Examples of point labeling:
-------------------------

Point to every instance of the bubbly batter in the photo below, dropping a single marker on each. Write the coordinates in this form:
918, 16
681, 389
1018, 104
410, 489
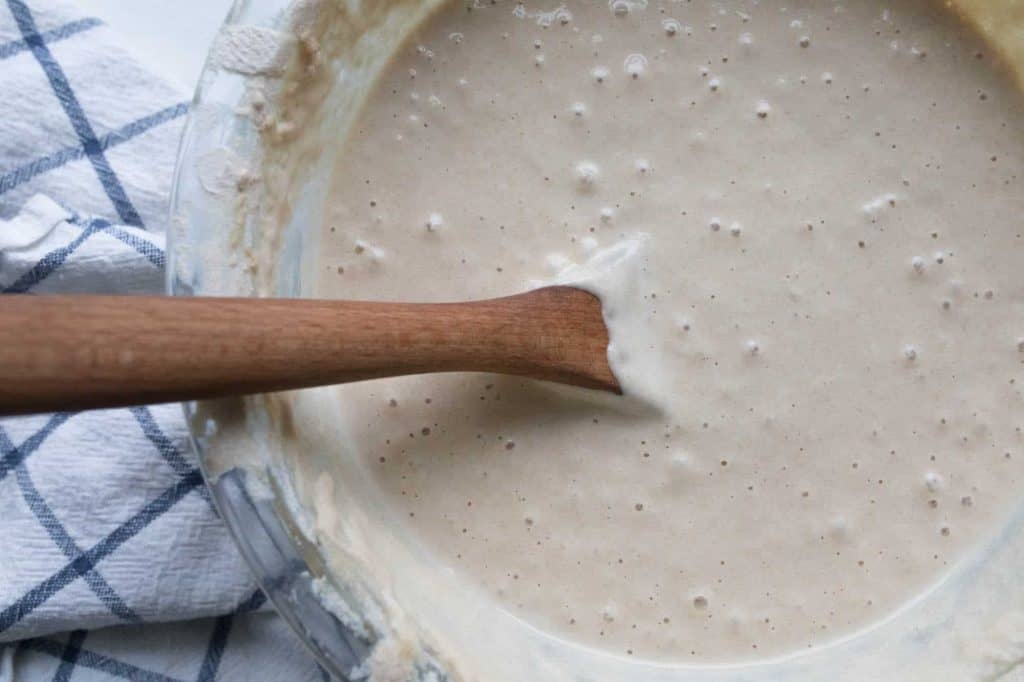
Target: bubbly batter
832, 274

-------------------------

_Directive_:
Rewrite the lines above as a JSON list of strings with one string per line, omitting blank lines. Leave the pictures out of the result.

_Response_:
[
  "Point to every instance of the bubbly batter in the photo below, dropping a single marker on each. Write the coordinates in this form:",
  "918, 16",
  "681, 389",
  "1018, 104",
  "410, 489",
  "Target: bubbly batter",
  "832, 274"
]